* **AIM OF THE TASK**: From first line to last, output the records below exactly.

################

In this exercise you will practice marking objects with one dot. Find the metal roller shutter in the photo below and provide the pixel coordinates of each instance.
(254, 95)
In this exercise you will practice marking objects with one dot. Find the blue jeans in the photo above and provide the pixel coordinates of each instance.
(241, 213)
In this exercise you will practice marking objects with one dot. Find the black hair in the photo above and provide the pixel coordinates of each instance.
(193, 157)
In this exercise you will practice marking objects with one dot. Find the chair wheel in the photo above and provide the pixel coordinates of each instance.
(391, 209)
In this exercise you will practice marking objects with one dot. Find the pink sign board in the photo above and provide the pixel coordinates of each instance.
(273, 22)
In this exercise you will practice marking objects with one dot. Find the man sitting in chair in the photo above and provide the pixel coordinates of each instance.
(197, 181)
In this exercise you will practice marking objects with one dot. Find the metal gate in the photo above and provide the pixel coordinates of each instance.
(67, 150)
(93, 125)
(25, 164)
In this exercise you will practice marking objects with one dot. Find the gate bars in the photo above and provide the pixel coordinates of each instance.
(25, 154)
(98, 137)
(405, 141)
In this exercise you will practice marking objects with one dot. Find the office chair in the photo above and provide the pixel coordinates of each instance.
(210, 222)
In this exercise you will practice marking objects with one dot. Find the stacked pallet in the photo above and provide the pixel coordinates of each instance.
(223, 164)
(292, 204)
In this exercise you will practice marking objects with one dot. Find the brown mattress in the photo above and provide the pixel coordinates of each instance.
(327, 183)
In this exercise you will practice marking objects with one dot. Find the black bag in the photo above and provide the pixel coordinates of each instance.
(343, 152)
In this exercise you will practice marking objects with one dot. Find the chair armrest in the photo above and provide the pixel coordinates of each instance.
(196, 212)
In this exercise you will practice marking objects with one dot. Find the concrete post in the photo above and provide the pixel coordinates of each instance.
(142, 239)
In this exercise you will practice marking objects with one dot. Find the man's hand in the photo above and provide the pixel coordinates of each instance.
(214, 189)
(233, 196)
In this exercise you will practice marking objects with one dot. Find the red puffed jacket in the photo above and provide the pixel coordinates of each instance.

################

* **TASK RESPONSE**:
In this exercise you will practice marking objects with one dot. Find the metal roller shutter in the photo below and provide the pixel coordinates of each instance.
(254, 95)
In this exercise you will practice marking objects with one dot. Find the blue jeans in the photo above and provide the pixel coordinates of each instance.
(241, 213)
In this exercise you will practice marking objects with one dot. Find the black hair in the photo above and provide the pixel coordinates of each instance.
(193, 157)
In this exercise you will practice marking objects with one dot. Find the chair wheel in the photo above and provide the pixel coordinates of each instance.
(391, 209)
In this exercise you will practice marking objects with one dot. Find the pink sign board in the photo above and provide the pixel coordinates of each instance.
(273, 22)
In this exercise you will practice marking objects with one dot. Find the man sitting in chair in the photo above and provide the pixel coordinates of each instance.
(197, 181)
In this exercise you will practice marking objects with one dot. Find the metal gate in the photo above and provide the pixel coordinates of each instance.
(67, 150)
(93, 125)
(25, 164)
In this exercise you will practice marking objects with one dot. Find the gate bars in the photo above and provide the pixel coordinates of each instance.
(25, 154)
(98, 137)
(405, 141)
In this exercise you will practice marking objects with one dot. Find the office chair in the photo above and provide the pixel coordinates of each instance.
(210, 222)
In this exercise you will practice marking objects with one dot. Find the stacked pallet in the photo above and provide the pixel coordinates of each instance.
(223, 164)
(292, 204)
In this exercise you will practice marking objects with one dot. Find the brown mattress in the photo above and provide the pixel coordinates of each instance.
(327, 183)
In this exercise you will practice marking objects with one dot. Find the black bag in the photo above and provide the pixel coordinates of each instance.
(343, 152)
In this exercise you will practice marking objects with one dot. Find the chair armrest in the photo above and provide the pixel coordinates of each instance.
(196, 212)
In this exercise you will practice marking objects with one dot. Find the concrete post in the photo above and provide the pixel coordinates of each instance.
(142, 239)
In this exercise you will practice marking objects with one dot. Find the man's hand in the photo above and provide the pixel coordinates of each instance.
(214, 189)
(233, 196)
In this exercise you will practice marking objects with one dot. Find the red puffed jacket in the photo above and provide the pixel coordinates of each instance.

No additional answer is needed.